Rows taken from a pointing dataset ▸
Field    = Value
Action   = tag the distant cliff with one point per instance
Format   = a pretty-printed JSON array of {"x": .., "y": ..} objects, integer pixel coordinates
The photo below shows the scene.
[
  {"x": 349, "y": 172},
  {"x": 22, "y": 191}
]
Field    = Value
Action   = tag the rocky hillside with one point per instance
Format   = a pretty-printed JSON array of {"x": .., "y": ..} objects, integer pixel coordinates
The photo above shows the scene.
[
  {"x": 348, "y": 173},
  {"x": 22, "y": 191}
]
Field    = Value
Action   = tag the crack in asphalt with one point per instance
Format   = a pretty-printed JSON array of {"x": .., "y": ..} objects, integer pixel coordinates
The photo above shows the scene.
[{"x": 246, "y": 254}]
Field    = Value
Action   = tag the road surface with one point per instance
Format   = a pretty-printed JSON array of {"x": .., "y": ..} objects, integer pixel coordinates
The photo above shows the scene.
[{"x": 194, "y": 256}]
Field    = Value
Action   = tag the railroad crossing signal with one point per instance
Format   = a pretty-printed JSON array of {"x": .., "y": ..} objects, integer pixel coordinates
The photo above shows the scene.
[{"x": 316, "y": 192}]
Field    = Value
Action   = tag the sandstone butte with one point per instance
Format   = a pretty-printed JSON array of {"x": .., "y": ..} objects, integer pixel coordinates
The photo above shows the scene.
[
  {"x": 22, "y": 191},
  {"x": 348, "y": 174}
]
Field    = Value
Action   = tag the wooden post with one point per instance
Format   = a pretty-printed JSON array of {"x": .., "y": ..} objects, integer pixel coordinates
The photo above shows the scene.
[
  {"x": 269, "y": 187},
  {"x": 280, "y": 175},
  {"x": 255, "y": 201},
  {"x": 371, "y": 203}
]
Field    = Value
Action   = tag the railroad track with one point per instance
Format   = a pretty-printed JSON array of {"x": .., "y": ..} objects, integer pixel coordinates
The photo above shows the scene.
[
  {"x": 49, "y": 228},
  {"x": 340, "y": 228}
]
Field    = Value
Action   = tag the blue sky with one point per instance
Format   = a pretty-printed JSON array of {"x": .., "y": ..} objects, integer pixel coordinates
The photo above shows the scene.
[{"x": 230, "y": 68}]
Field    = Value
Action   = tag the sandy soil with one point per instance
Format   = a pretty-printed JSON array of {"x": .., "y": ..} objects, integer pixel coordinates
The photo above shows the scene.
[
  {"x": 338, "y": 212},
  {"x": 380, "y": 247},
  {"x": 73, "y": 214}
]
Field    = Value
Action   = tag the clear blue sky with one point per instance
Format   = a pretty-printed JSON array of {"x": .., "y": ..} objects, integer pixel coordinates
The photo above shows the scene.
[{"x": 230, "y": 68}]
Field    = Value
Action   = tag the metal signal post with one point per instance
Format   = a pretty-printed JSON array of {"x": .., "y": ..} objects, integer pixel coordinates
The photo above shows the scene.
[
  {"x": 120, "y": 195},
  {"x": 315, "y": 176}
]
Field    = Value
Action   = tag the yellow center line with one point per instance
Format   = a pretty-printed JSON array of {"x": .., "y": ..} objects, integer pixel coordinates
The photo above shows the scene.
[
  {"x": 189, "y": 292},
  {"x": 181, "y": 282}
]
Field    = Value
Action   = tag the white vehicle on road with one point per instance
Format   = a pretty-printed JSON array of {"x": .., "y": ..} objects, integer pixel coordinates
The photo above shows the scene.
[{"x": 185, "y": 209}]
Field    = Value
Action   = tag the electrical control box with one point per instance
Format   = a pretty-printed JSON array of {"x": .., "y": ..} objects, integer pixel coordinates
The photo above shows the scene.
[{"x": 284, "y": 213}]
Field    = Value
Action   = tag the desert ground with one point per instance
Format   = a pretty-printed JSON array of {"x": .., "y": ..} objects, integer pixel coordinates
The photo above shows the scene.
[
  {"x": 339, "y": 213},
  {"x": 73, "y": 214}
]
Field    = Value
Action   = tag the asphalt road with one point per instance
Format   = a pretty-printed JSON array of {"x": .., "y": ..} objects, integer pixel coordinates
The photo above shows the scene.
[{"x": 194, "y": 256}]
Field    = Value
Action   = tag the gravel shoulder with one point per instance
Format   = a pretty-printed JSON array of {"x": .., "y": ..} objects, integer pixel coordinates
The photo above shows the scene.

What needs to be done ▸
Which lines of the entries above contain the word "post", matching case? Pick them out and copy each one in full.

Solution below ▸
Action   = tag the wooden post with one point per instance
Action   = tag the metal signal post with one point per instance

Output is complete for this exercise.